Off Season: The Unexpurgated Edition

Jack Ketchum


Purchase this title at B&N

Jack Ketchum's first novel, Off Season, blazed into bookstores in 1980 and changed the face of the horror novel as we know it. Ketchum himself, however, was never satisfied with the original Ballantine edition, which was heavily edited. In 1999, he got a chance to put out the first edit (the original MS is long since lost) through Overlook Connection press, and he jumped at the chance. Horror fans around the world should rejoice.

If you've never read Off Season, there's not much I can say without spoilers. The novel is constantly compared to Night of the Living Dead and Deliverance, though how the pundits have failed to make the connection with I Spit on Your Grave as well is beyond me. Its first two chapters lull you into submission (and read rather like your typical seventies mainstream novel; I caught more than one faint whiff of Rona Jaffe in the early part of this book), and then the third slaps you out of your contentment, knocks you to the floor, and repeatedly stomps on you with very, very large boots. Ketchum is out to destroy everything you know about the structure of the contemporary horror novel. That message was greatly diluted in the original; if you did read the Ballantine edition, you will be even more pleased that this one exists.

The plot: six people in a cabin in the Maine woods. Bad people outside the cabin. Confrontation ensues. But Off Season isn't about plot, so much. Off Season is a great example of a metanovel-- the things in the novel happen in order for the author to have a framework to play around with ideas. Note that this is entirely different than the message novel-- his characters aren't cardboard cutouts there to advance a viewpoint. Think of them more as three-dimensional puppets on an obvious stage handled by veteran actors.

Parts of the exercise:
**1.** Please rewrite the review's paragraph beginning "The plot: six people in a cabin" as a short bulleted list that keeps its main points.
**2.** From the review, list every work that Off Season is compared to.
**3.** Write the next paragraph of the Off Season review, continuing from its last sentence.

Given material:
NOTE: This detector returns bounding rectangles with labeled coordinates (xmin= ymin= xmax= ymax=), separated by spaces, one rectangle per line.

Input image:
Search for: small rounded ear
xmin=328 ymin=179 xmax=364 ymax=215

Responses by task:
**1.**
- Plot: six people in a cabin in the Maine woods, bad people outside, and a confrontation follows.
- The book isn't mainly about plot. It is a metanovel, where events give the author a framework for playing with ideas.
- This differs from a message novel: the characters aren't cardboard cutouts pushing a viewpoint.
- They are better seen as three-dimensional puppets on an obvious stage, handled by veteran actors.

**2.**
- Night of the Living Dead
- Deliverance
- I Spit on Your Grave

**3.**
Most of Ketchum's characters here are well-drawn and believable, at least partly (the brevity of the novel leaves little room for development; I'd have liked to see more of Laura's character, especially, who's given just enough screen time to be firmly established as annoying), and the action, once things get off the ground, is fast-paced and neverending. These are things that make it a good book. What pushes it over the top, though, is Ketchum's relentless insistence on messing with your perceptions. You think you know what's going to happen, and most of the time, you don't-- Ketchum will veer off and have his character do something that, while believable, is the opposite of what you expect. While Off Season is without doubt a genre novel, Ketchum is going to make damned sure you can't follow the conventions of the genre to a convenient solution.

In the greater scheme of things, Off Season doesn't quite measure up to Ketchum's masterpiece, The Girl Next Door, for sheer ferocious brilliance. But if this is your second-place entry, you're obviously doing something very right.